Page text.

50,000-Year-Old Artifacts Unearthed at Controversial Archaeological Site Could Rewrite the Early Prehistory of the Americas

American archaeology is a discipline in constant flux. Over the last half-century, conventional attitudes about the arrival of humans in North America have undergone repeated shifts, with estimates of the earliest human activity continually pushed back to more distant times.

However, discoveries stemming from one controversial archaeological site in the American Southeast, if confirmed, could extend present timelines for human arrival in the New World by several tens of thousands of years, adding to a growing number of findings in recent years that are reshaping our understanding of the early Americas.

The First Americans

For many decades, the long-established chronological marker for America’s first arrivals centered on discoveries made near Clovis, New Mexico, including expertly crafted “fluted” spear points and other artifacts, which served as the type site for America’s earliest definitive cultural manifestation. The resulting “Clovis First” theory reigned for most of the 20th century, arguing that America’s first inhabitants made their way across an ice-free Beringian land corridor somewhere around 13,000 years ago.

However, by the 1970s, a new phenomenon in American archaeology had begun to emerge: sites suggesting that even earlier arrivals may have occurred. With time, locations like Meadowcroft Rock Shelter in Washington County, Pennsylvania, the Monte Verde site in Chile, and several others in North and South America would carry the idea of a “pre-Clovis” presence in the Americas from being an anachronistic gadfly for archaeologists, to eventually becoming an accepted reality.

Exercise aim. Output the passage of the article on the first Americans starting at "However, discoveries stemming" and ending at "13,000 years ago.", word for word. The listing that comes next is separate material and has nothing to do with the article on early Americans.

Available data.

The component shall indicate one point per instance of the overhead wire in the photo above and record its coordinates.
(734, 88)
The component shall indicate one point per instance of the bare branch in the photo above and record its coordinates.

Your response.
However, discoveries stemming from one controversial archaeological site in the American Southeast, if confirmed, could extend present timelines for human arrival in the New World by several tens of thousands of years, adding to a growing number of findings in recent years that are reshaping our understanding of the early Americas.

The First Americans

For many decades, the long-established chronological marker for America’s first arrivals centered on discoveries made near Clovis, New Mexico, including expertly crafted “fluted” spear points and other artifacts, which served as the type site for America’s earliest definitive cultural manifestation. The resulting “Clovis First” theory reigned for most of the 20th century, arguing that America’s first inhabitants made their way across an ice-free Beringian land corridor somewhere around 13,000 years ago.